____ INPUT MATERIAL

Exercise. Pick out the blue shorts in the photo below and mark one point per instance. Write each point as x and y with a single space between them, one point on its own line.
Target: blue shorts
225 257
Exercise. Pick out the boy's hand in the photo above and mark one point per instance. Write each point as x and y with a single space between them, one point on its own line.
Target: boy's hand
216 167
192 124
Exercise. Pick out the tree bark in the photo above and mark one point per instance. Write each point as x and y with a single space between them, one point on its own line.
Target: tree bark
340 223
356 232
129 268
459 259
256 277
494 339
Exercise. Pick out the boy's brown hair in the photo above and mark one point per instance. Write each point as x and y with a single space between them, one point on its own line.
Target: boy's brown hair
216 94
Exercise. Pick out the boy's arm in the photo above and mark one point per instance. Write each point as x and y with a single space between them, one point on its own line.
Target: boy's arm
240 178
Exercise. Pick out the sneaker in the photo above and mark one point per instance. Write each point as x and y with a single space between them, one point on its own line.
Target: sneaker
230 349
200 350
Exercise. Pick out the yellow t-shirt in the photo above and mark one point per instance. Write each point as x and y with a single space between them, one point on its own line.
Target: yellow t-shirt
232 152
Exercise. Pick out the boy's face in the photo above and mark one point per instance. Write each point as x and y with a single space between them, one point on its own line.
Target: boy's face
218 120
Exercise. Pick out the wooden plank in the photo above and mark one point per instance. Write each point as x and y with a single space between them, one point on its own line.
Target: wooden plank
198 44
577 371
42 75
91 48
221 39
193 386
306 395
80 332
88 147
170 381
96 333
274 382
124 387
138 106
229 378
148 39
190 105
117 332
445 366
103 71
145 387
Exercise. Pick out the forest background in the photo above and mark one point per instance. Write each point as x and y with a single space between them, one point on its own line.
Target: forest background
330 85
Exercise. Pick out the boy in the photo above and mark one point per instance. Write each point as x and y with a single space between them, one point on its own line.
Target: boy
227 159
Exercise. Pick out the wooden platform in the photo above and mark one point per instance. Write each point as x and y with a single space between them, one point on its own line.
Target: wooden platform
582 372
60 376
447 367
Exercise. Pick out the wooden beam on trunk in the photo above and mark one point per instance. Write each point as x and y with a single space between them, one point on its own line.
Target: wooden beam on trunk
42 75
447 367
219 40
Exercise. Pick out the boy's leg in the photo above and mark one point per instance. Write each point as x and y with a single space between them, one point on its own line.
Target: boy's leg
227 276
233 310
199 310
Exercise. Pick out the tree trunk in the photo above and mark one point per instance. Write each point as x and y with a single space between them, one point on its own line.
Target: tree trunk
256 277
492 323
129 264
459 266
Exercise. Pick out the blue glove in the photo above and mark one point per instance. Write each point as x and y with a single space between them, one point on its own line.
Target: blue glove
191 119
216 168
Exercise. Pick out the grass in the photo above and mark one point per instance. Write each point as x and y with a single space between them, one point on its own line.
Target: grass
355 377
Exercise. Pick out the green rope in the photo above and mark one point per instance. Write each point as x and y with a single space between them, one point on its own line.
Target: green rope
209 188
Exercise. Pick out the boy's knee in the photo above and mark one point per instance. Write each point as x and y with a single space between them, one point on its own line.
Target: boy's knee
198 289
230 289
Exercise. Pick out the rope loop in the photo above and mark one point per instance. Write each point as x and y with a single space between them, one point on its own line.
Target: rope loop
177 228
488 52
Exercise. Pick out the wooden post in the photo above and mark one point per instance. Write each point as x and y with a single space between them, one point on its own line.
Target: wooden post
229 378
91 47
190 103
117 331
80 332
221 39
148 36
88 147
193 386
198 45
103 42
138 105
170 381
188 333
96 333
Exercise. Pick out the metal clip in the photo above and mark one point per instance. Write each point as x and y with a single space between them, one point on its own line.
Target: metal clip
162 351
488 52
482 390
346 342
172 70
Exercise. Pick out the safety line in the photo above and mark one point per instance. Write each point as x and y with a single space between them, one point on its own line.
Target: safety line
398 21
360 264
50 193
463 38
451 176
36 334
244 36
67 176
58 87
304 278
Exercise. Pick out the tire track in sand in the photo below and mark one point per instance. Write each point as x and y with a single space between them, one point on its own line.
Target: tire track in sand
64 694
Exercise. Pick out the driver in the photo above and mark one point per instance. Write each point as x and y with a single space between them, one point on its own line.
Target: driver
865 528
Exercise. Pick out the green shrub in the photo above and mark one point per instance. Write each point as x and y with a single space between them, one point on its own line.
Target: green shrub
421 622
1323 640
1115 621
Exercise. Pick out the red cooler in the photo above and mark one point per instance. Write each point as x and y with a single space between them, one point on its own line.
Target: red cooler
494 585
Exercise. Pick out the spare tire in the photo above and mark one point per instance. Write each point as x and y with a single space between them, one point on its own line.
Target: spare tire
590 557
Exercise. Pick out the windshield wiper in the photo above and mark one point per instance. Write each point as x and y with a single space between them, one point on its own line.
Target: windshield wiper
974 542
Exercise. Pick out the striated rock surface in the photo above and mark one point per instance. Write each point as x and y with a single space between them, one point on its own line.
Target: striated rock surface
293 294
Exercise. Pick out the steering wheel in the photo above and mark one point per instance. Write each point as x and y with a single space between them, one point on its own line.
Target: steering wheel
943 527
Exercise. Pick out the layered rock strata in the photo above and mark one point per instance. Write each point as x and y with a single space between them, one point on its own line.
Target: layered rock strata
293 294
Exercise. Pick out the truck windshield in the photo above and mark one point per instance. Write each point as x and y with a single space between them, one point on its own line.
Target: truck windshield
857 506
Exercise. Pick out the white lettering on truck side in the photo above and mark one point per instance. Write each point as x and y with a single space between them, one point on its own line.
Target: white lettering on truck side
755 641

________

- PROBLEM DETAILS:
Nothing in the records may change; output all of them exactly.

- TASK ANSWER:
Exercise. Pick out the blue shorts in the photo below and mark one point per instance. Write each point as x and y with a single space between them, one point on its own line.
Target: blue shorts
225 257
Exercise. Pick out the boy's hand in the photo above and mark one point per instance. Write each point as x and y with a single space between them, one point on its own line.
Target: boy's hand
216 167
192 124
Exercise. Pick out the tree bark in the photo above and mark one point per instance. Write each point as x and y with a single space between them, one point on its own line.
Target: tree bark
340 223
356 232
129 268
459 259
256 277
494 339
Exercise. Pick out the boy's brown hair in the photo above and mark one point per instance. Write each point as x and y with a single space between them, one point on its own line.
Target: boy's brown hair
216 94
Exercise. Pick out the boy's arm in the photo above and mark one point per instance. Write each point as x and y with a single space between them, one point on its own line.
Target: boy's arm
240 178
Exercise. Pick out the sneaker in the photo above and mark one point per instance. Write each point as x and y with a single space between them, one point on its own line.
Target: sneaker
230 349
200 350
Exercise. Pick out the yellow t-shirt in the photo above and mark one point per instance. Write each point as x and y with a single space between them, one point on its own line.
Target: yellow t-shirt
232 152
Exercise. Pick out the boy's face in the photo above and mark one point per instance. Write each point as x and y with a single space between them, one point on its own line.
Target: boy's face
218 120
Exercise. Pick out the wooden plank in the photo above and mark one point per instance. Write each point as x and y with a single space between them, one point on its own line.
Target: wooden plank
198 44
577 371
42 75
91 48
221 39
193 386
306 395
80 332
88 147
170 381
96 333
274 382
124 387
138 106
229 378
148 39
190 105
117 332
445 366
103 71
145 387
Exercise. Pick out the forest background in the photo above and mark one point per instance. Write each point as x and y with a single space between them, one point on its own line.
Target: forest background
330 85
Exercise. Pick out the boy in the photo above and mark one point per instance. Write each point as x and y with a single space between them, one point on its own line.
Target: boy
227 159
Exercise. Pick out the wooden platform in the photo above and mark one point per instance. Write each point as x and y with a single space between them, one point on its own line.
Target: wooden platform
582 372
60 376
447 367
Exercise. Pick out the wooden beam on trunk in the photo above and mark one point per instance. Write each point as x and y with a single space between them, one point on its own line.
Target: wooden beam on trunk
42 75
447 367
219 40
Exercise. Pick out the boy's leg in the photo above and mark one point per instance. Write each point as x and y with a single space between them, one point on its own line.
Target: boy's leg
227 276
233 310
199 310
Exercise. Pick out the tree trunk in the photo above and mark one point per instance. Write each point as x and y with a single space between them, one point on its own line.
Target: tree trunk
256 277
492 323
129 264
459 266
Exercise. Pick out the blue glove in the photo above and mark one point per instance. Write each point as x and y with a single space between them, one point on its own line.
Target: blue glove
191 119
216 168
Exercise. Pick out the grass in the photo above and mark one point per instance. Write each point as x and y with a single space between them, one point on its own line.
Target: grass
355 377
Exercise. Pick out the green rope in the photo above and mark one point per instance. Write each point as x and y with a single space between them, one point on its own line.
Target: green rope
209 188
Exercise. Pick out the boy's knee in the photo above and mark one point per instance. Write each point as x and y with a single space between them, one point on its own line.
Target: boy's knee
198 289
230 289
Exercise. Pick out the rope loop in the photo above and mark one point per instance. Write each point as x and y with a single space between them, one point on its own line.
Target: rope loop
177 228
488 52
Exercise. Pick out the wooden post in the photo above and mark one point per instance. Write each point as x and y with a single space between them, one point on its own line.
Target: wooden post
229 378
91 47
190 103
117 331
80 332
221 39
148 36
88 147
193 386
198 45
103 42
138 105
170 381
188 333
96 333
Exercise. Pick out the metal clip in the photo above and mark one point per instance. Write each point as x and y with a single space between them, one point on its own line.
Target: metal clip
162 351
488 52
482 390
346 342
172 70
Exercise. Pick out the safety line in the photo above and mark one point per instance. Write each point as x and y with a single space between them, one point on its own line.
Target: safety line
398 21
360 264
50 193
463 38
451 176
36 334
244 36
67 176
58 87
304 278
Exercise. Pick out the tire track in sand in the photo below and mark one point per instance. Write each point as x and y with a single space between them, one point on its own line.
Target: tire track in sand
64 694
Exercise. Pick out the driver in the photo above and mark one point per instance. Write each point as x and y with a single space between them, one point on its own line.
Target: driver
865 528
Exercise. Pick out the green shrub in the photo above and mark one point per instance. Write each point as x and y with a single space between them, one point on its own line.
Target: green shrub
421 622
1323 640
1115 621
Exercise. Pick out the red cooler in the photo above and mark one point per instance. Write each point as x and y with a single space between them, one point on its own line.
Target: red cooler
494 585
Exercise. Pick out the spare tire in the photo above and mark one point per instance. Write each point as x and y with a single space between them, one point on its own line.
Target: spare tire
590 557
Exercise. Pick out the windshield wiper in the photo above and mark one point per instance. Write each point as x and y with a single space between them, one point on its own line.
Target: windshield wiper
974 542
Exercise. Pick out the striated rock surface in the photo above and mark one point per instance. Write each point as x and y with a single space between them, one point on its own line.
Target: striated rock surface
293 294
Exercise. Pick out the steering wheel in the photo above and mark one point per instance. Write each point as x and y with a single space between them, one point on its own line.
Target: steering wheel
943 527
Exercise. Pick out the layered rock strata in the photo above and mark one point per instance. Write each point as x and y with a single space between them, one point on its own line.
Target: layered rock strata
293 294
Exercise. Pick out the truck windshield in the photo above and mark one point per instance. Write each point as x and y with a single space between them, one point on its own line.
Target: truck windshield
857 506
Exercise. Pick out the white lettering on truck side in the photo above and mark one point per instance. Write each point as x and y with a single space between them, one point on its own line.
Target: white lettering on truck side
755 641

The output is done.